Page extract:
Networking sites not safe sandboxes

MySpace bills itself as "a place for friends". But it and other social networking sites are becoming a place for enemies too.

A couple of things happened last week that reinforce the point that these sites, while being a terrific way to keep in touch with friends and throw sheep at them, are very much not the safe sandbox that many take them to be.

It has already been pointed out that identity thieves have a pretty wide-open field on MySpace, Facebook and their ilk.

Scammers find it fairly easy to pretend to be someone real, either by creating a profile page or by taking over an existing one.

When they send messages to "friends" on the sites, they are far more apt than with ordinary spam to get victims to click on a link that installs password-stealing keyloggers.

Last week, security firm Sophos warned that bad guys are writing on Facebook users' comment walls, urging them to watch a video that appears to be hosted by Google.

But the displayed link actually asks users to download a program that surreptitiously opens a back door into their computers.

Similar scams have been used to turn PCs into zombies for sending spam.

"People have got to learn that clicking on links in messages to websites can lead to a malware infection, whether the messages are in your email or on a site like Facebook," Graham Cluley, of Sophos, said.

The other reminder came in the form of a presentation by researchers at Black Hat, the Las Vegas convention devoted to tech security.

Provided information:
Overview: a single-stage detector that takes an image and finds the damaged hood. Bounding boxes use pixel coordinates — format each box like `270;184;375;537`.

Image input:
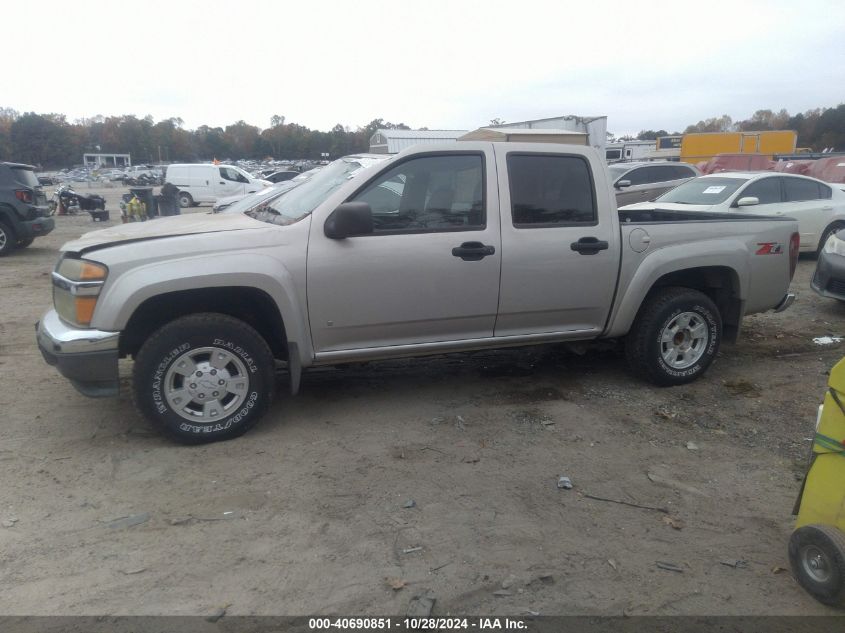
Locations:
61;213;267;252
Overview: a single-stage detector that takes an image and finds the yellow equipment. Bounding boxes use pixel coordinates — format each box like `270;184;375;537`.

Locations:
789;358;845;606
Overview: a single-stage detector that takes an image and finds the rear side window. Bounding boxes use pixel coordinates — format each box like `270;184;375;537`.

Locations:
783;178;821;202
669;165;696;180
739;178;782;204
12;167;40;187
819;183;833;200
622;167;651;185
508;154;596;228
646;165;683;182
352;154;486;234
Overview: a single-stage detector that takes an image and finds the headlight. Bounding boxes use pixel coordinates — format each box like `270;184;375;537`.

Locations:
824;233;845;257
53;257;109;327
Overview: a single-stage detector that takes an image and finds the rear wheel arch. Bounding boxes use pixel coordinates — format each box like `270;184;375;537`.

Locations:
816;220;845;254
638;266;743;342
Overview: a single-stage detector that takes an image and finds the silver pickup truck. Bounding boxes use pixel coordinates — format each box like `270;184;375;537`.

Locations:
37;142;798;443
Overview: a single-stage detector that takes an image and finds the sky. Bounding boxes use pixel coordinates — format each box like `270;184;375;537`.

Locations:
6;0;845;136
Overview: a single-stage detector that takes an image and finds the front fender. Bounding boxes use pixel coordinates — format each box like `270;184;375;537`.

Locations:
91;252;313;366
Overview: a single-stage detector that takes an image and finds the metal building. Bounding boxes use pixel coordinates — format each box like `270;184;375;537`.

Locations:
370;130;467;154
487;114;607;156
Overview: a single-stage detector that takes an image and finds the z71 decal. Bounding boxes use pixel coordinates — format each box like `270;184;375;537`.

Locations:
755;242;783;255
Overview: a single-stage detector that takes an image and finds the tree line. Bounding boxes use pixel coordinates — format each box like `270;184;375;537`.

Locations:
0;107;410;169
0;104;845;169
628;103;845;152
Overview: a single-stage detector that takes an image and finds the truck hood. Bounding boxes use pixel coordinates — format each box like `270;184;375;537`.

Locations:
62;213;267;252
619;202;716;211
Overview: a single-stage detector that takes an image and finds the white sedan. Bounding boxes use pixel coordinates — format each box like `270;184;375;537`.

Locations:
621;171;845;253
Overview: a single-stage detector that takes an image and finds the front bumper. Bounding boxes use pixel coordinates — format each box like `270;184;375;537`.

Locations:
35;310;120;398
16;217;56;240
810;251;845;301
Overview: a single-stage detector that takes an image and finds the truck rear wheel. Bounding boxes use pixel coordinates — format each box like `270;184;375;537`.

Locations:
133;313;275;444
625;288;722;386
0;222;17;257
789;525;845;606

Assignment A:
According to the article on social networking site safety, what is Black Hat?
Assignment B:
Translate this sentence from the article on social networking site safety into Spanish: "Similar scams have been used to turn PCs into zombies for sending spam."
You can complete this work without the records.

Answer box A:
A Las Vegas convention devoted to tech security.

Answer box B:
Se han utilizado estafas similares para convertir las PC en zombis para enviar spam.